**Exercise objective:** Starting at the line that contains "Target: building facade", return each line exactly as written until the listing below ends, and return no other line.

*** Block opens ***

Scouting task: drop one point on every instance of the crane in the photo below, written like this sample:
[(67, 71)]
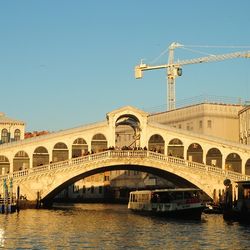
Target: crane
[(174, 69)]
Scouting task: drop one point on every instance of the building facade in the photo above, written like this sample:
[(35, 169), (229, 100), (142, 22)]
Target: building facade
[(244, 123), (213, 119)]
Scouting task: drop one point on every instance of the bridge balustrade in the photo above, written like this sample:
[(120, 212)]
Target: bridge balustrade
[(178, 162)]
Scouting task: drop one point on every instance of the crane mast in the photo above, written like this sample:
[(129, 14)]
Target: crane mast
[(175, 69)]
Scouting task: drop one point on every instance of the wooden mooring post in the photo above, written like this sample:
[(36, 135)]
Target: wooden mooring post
[(8, 202)]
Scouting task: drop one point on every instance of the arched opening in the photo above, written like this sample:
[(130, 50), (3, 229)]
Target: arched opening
[(233, 163), (17, 135), (214, 158), (21, 161), (127, 132), (60, 152), (98, 143), (79, 147), (195, 153), (40, 157), (176, 148), (247, 166), (4, 136), (156, 143), (4, 165)]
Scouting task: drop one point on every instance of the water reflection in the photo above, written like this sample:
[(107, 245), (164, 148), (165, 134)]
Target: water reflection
[(99, 226), (1, 237)]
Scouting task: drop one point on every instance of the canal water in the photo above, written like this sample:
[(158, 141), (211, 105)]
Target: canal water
[(102, 226)]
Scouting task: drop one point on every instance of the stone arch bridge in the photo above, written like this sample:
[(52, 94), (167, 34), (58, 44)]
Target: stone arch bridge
[(44, 165)]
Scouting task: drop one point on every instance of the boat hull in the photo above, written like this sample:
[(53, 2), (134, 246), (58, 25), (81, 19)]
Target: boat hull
[(187, 214)]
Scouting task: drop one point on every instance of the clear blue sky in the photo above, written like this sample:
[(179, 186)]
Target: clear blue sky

*** Block closes ***

**Task solution:**
Target: building facade
[(244, 123), (213, 119)]
Scouting task: drop one point on every instance of the bridge balustrade in the photo above, written like this sample:
[(120, 212)]
Target: bridge balustrade
[(178, 162)]
Scouting task: drop one point on every instance of the crane mast in the photo above, written like this sample:
[(129, 14)]
Target: crane mast
[(175, 69)]
Scouting task: drop one point on every instance of the wooden mooring post in the photo above, written like this sample:
[(36, 135)]
Target: wooden mooring post
[(8, 202)]
Scouting task: drop one point on every instance of the arched opening in the photo above, written like this sample:
[(130, 50), (3, 229)]
Target: arched opening
[(233, 163), (17, 135), (214, 158), (21, 161), (127, 132), (60, 152), (98, 143), (79, 147), (195, 153), (40, 157), (176, 148), (247, 166), (4, 136), (156, 143), (4, 165)]
Scouting task: drop one point on every instance of the water reflection in the photo above, written like this sample:
[(107, 245), (164, 148), (165, 134)]
Target: water reflection
[(99, 226), (1, 237)]
Scouting task: drop one point on every instance of the canal water in the photo above, written like this sample:
[(158, 141), (211, 105)]
Target: canal water
[(102, 226)]
Scouting task: drop one point on every instance of the stone arch bridge in the photo above, written like this sample:
[(52, 94), (167, 34), (58, 44)]
Target: stone arch bridge
[(44, 165)]
Scouting task: drop one point on every instance of the boat hull in the photo above, written like this sample:
[(53, 2), (134, 246), (58, 25), (81, 19)]
Target: boat hull
[(187, 214)]
Scouting task: drop one point on every instance of the clear blue sky in the photo above, written like this sample:
[(179, 186)]
Target: clear blue sky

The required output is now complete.